= Short task =
Rescale the stretch of the records from the line containing "head, then give the position of each instance." through the end of the records by writing those lines out again, requests included. In the answers, multiply every coordinate by 1.2 and round it to a whole number, with halves rounding up.

Named object pointing entries
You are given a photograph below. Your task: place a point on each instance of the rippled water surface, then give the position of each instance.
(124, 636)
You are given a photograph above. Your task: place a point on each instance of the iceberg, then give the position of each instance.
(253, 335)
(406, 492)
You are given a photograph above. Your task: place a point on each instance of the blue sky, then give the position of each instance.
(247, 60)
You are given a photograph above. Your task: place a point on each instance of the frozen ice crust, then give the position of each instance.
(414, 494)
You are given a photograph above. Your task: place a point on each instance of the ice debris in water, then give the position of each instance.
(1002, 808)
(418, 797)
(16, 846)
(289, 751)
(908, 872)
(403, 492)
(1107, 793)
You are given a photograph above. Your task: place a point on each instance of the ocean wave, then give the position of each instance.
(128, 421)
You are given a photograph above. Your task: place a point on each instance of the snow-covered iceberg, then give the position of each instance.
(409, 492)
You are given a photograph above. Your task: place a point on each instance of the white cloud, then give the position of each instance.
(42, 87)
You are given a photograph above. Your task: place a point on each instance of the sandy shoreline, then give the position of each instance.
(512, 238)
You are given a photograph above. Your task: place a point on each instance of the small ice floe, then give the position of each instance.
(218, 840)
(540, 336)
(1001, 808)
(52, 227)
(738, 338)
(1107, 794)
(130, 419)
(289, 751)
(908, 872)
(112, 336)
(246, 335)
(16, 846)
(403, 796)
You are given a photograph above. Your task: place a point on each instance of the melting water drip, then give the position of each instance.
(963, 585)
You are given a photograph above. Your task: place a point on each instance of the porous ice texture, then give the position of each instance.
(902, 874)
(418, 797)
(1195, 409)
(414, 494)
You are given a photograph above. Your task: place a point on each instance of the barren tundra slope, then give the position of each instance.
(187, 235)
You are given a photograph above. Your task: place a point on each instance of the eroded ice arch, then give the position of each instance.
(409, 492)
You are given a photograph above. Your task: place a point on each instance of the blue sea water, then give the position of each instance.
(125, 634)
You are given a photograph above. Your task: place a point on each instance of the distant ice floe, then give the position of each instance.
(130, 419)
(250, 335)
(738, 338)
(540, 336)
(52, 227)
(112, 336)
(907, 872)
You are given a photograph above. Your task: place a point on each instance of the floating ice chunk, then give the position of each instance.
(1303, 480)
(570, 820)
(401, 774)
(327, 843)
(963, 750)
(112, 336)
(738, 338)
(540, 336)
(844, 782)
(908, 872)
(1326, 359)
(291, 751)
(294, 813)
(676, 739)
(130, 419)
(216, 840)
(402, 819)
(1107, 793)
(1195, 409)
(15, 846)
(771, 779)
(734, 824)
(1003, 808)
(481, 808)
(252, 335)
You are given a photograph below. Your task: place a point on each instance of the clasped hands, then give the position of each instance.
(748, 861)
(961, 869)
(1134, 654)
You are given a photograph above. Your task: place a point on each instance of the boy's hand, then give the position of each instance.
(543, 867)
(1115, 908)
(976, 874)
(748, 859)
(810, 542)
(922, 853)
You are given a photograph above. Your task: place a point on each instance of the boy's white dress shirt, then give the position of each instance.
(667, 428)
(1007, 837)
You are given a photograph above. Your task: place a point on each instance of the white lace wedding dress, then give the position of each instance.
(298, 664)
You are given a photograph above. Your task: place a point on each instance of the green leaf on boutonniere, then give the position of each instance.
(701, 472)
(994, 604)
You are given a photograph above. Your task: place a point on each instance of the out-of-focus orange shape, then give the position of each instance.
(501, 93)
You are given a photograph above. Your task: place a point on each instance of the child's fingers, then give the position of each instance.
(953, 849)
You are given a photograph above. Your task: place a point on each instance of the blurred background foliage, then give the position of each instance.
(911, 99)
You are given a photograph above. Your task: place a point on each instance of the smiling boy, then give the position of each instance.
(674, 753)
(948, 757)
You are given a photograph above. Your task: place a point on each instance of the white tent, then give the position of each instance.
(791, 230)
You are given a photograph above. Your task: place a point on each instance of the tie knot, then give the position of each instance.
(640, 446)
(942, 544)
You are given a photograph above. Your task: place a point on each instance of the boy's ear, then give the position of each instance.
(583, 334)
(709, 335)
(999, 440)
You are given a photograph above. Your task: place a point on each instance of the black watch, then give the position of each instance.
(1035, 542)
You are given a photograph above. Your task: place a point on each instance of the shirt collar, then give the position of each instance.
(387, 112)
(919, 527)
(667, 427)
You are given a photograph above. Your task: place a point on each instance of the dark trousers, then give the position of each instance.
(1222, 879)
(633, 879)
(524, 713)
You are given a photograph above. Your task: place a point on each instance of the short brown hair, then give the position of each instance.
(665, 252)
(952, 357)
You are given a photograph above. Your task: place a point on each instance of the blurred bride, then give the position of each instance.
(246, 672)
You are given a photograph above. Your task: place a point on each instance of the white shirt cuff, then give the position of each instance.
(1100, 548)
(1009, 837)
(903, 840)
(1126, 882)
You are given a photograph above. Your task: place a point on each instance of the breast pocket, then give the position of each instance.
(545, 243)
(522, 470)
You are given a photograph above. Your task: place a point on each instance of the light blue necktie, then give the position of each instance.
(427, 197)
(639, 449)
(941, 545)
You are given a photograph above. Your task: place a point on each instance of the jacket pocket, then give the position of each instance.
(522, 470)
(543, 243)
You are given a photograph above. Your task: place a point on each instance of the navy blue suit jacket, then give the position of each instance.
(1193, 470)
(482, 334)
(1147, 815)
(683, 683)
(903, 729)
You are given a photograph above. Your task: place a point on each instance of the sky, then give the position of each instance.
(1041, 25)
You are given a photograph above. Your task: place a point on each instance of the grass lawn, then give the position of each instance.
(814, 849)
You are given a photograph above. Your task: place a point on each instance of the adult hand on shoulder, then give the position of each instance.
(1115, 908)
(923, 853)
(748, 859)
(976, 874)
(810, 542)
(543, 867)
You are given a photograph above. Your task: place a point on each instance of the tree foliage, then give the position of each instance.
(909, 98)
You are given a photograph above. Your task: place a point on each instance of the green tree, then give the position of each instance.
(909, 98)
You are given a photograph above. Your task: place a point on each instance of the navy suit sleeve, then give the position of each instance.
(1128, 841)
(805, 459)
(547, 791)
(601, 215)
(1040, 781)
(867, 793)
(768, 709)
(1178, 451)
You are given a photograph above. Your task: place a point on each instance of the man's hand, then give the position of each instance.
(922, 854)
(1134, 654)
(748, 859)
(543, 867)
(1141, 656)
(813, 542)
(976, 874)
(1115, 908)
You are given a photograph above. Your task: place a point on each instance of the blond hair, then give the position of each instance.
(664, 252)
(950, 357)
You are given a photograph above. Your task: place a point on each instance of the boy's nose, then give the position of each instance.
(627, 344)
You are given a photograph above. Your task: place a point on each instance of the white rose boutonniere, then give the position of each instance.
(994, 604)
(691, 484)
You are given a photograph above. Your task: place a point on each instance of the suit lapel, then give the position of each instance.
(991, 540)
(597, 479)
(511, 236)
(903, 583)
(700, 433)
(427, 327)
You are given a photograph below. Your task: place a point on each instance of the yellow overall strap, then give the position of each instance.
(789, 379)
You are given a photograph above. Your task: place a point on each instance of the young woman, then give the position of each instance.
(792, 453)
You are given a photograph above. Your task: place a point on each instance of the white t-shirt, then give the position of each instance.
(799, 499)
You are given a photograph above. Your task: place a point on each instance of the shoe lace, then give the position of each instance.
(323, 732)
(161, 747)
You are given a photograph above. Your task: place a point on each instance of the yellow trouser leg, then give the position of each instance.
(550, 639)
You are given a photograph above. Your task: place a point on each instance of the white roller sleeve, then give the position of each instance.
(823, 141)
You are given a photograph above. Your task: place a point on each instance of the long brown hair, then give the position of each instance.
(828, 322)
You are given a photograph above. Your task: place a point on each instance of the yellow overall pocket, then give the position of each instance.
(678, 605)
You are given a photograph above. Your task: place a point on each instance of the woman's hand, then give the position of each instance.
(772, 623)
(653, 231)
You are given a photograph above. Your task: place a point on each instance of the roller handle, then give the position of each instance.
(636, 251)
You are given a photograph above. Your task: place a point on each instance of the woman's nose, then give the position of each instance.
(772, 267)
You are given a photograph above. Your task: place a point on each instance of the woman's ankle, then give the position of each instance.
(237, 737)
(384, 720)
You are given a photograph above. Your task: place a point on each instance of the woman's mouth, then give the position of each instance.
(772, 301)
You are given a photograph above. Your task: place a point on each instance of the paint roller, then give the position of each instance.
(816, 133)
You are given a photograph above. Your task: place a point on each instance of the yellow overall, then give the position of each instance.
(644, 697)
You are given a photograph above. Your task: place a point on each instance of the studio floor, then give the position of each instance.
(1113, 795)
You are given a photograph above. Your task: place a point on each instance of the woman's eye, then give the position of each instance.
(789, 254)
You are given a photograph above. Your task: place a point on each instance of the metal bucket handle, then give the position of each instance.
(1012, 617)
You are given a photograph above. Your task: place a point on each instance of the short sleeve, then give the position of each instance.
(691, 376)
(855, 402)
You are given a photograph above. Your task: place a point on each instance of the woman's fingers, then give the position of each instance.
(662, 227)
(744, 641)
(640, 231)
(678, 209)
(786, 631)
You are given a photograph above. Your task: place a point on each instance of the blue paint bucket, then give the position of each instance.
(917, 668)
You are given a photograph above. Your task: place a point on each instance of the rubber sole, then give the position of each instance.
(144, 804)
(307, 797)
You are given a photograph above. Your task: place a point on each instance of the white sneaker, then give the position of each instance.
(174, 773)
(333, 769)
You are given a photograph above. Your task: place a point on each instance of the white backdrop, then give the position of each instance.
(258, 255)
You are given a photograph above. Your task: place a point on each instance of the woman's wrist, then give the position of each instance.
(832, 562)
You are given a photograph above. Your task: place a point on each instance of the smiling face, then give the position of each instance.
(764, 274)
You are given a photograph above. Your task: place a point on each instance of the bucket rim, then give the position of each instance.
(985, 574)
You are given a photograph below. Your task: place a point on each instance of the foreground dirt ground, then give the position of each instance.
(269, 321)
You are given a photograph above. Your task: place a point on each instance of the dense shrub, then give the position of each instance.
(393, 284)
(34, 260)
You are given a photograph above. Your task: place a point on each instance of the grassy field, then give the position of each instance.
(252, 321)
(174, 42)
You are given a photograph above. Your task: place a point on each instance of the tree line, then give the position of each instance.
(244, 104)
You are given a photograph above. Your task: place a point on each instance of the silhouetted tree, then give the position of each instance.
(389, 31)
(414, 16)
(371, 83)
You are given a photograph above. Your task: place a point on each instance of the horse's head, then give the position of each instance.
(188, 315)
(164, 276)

= Exercise answer =
You are given a photograph above. Your task: place a point on each instance of the horse's head, then give the position of each instance.
(226, 378)
(197, 331)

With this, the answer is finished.